» Yazılı Alıştırma a: Ormancı Cafer Bey'i anlatan metne göre Cafer Bey, ormanları korumak için büyük çabalarını hangi görevdeyken harcamış?

» Alıntı Metin:
===
“Devletin ormanında ne işin var? Ormana girmenin yasak olduğunu bilmiyor musun?”
Ormancı Cafer Bey devlet hakkına saygılı, o hakkın gereğini yapan, işine sadık, koruyucu, idari yeteneği ileri, idari alanda yetkisini herkese karşı kullanan bir büyüğümüzdü. Orman muhafaza memurluğu esnasında ormanları koruma adına elden gelen büyük çabalar sarf ettiği dilden dile anlatılır. Gençliğimde ondaki görev sevgisine birkaç kez ben de şahit olmuştum.
Ormancı Cafer beyin zorlama, kontrol ve riyakârlıktan uzak şekilde işine hepten erken başladığı ve işin hakkını verdiği dilden dile anlatılırdı. Her zaman olduğu gibi bir gün yine erkenden görevini ifa için evden çıkar. Devlete ait ormanlık alanları koruma amacıyla ağaçlık alanları dolaşır. O da ne?
===
» Kayıt Listesi:

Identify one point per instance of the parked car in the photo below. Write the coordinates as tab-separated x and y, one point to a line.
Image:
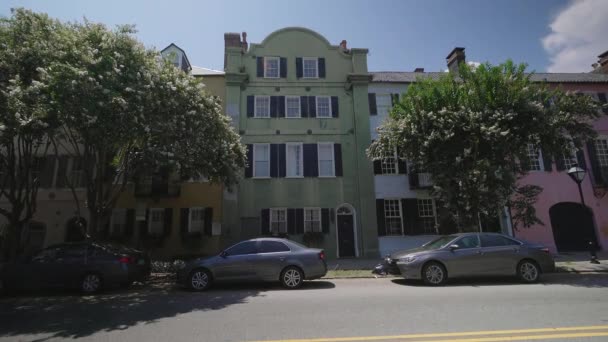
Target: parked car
87	266
264	259
467	255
===
» Yazılı Alıştırma b: Yukarıdaki kayıtlardaki bütün satırları, her satır bir dize olacak şekilde JSON listesi olarak yaz. Boş satırları ve resimleri cevaba alma.

» Alıştırma Çözümü a: Orman muhafaza memurluğu sırasında.

» Alıştırma Çözümü b:
[
  "Identify one point per instance of the parked car in the photo below. Write the coordinates as tab-separated x and y, one point to a line.",
  "Image:",
  "Target: parked car",
  "87\t266",
  "264\t259",
  "467\t255"
]